**Document section:**

------------------------

Monthly Archives: September 2016

Time Is Running Out

 

My son, Clyde, is involved in many extracurricular activities: dance, cheer, orchestra—if it has any creative element to it at all, he’s in. (Bonus points if it’s creative and active. He’s often lamented the fact that there isn’t a Marching Orchestra. Although I’m sure he would feel quite differently if he played the double bass.) Being involved in so many different activities has many advantages. For one thing, he’s usually too exhausted to get into any kind of trouble. And for another, juggling so many (often conflicting) schedules helps him to learn the value of time management. Or at least it will. One day. Eventually.

That’s the plan, anyway. There is, however, one major problem with this plan—and surprisingly, that problem isn’t Clyde. It’s the adults in his life. (Don’t get me wrong—Clyde is also a problem when it comes to this plan. He, however, is a minor problem. Literally. As in: he’s still a minor. This means that he still has a very good chance of changing, growing and maturing. Right now his poor time management skills can still be attributed to his lack of wisdom and maturity. The adults in his life? Not so much.)

------------------------

[Saved data entries]
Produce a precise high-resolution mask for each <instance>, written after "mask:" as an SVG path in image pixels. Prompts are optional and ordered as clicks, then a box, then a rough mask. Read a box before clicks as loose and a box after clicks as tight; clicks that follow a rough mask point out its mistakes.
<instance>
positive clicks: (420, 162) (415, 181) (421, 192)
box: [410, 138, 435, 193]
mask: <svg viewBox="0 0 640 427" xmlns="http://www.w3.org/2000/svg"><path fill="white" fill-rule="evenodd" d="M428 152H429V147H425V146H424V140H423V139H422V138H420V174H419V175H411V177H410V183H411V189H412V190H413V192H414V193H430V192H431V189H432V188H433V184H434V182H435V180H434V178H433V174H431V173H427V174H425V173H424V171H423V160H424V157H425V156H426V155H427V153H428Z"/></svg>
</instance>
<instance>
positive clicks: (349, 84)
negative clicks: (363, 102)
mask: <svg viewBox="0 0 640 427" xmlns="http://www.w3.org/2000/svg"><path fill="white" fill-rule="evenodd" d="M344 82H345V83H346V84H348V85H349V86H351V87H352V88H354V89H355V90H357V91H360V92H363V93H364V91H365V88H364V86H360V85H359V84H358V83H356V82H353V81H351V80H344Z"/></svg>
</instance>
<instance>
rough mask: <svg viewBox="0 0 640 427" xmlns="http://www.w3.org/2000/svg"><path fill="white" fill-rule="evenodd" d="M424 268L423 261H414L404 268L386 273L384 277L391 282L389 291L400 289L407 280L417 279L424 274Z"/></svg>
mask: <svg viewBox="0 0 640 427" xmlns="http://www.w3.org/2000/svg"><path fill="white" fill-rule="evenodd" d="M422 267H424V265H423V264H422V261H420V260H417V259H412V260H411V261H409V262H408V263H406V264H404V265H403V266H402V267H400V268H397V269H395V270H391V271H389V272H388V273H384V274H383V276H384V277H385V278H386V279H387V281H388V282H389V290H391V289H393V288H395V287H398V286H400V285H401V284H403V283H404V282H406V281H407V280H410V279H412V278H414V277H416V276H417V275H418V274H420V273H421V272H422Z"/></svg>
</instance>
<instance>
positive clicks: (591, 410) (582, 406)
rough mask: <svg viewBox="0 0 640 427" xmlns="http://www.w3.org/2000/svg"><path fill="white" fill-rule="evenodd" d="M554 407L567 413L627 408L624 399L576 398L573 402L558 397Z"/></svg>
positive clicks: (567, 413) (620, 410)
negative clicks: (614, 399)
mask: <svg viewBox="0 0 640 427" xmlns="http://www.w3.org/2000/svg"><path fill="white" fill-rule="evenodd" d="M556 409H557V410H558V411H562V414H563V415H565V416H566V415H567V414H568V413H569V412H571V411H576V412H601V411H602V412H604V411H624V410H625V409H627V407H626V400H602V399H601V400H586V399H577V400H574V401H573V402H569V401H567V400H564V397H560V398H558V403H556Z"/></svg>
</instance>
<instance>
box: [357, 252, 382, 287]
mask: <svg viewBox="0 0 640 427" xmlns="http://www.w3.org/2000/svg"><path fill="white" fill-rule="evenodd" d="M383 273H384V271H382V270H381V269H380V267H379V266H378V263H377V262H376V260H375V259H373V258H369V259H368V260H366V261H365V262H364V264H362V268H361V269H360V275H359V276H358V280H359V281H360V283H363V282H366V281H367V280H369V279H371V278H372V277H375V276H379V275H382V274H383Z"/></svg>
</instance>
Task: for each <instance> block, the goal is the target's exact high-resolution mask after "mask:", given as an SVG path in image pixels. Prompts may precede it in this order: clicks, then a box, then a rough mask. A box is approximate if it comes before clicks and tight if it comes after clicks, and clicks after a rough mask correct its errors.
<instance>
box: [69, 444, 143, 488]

------------------------

**Work item A:** Repeat word for word the part of the blog post that opens with the words containing "Monthly Archives: September" and closes with "One day. Eventually.".
**Work item B:** Summarize the blog post in two sentences.
**Work item C:** List the extracurricular activities that the blog post says Clyde is involved in.
The data above is separate material and is not part of the blog post.

**Output A:**
Monthly Archives: September 2016

Time Is Running Out

 

My son, Clyde, is involved in many extracurricular activities: dance, cheer, orchestra—if it has any creative element to it at all, he’s in. (Bonus points if it’s creative and active. He’s often lamented the fact that there isn’t a Marching Orchestra. Although I’m sure he would feel quite differently if he played the double bass.) Being involved in so many different activities has many advantages. For one thing, he’s usually too exhausted to get into any kind of trouble. And for another, juggling so many (often conflicting) schedules helps him to learn the value of time management. Or at least it will. One day. Eventually.

**Output B:** The narrator's son, Clyde, takes part in many creative extracurricular activities such as dance, cheer, and orchestra, which keeps him too exhausted for trouble and is meant to teach him time management. The major problem with this plan is not Clyde, who is still a minor with a good chance of maturing, but the adults in his life.

**Output C:** dance, cheer, orchestra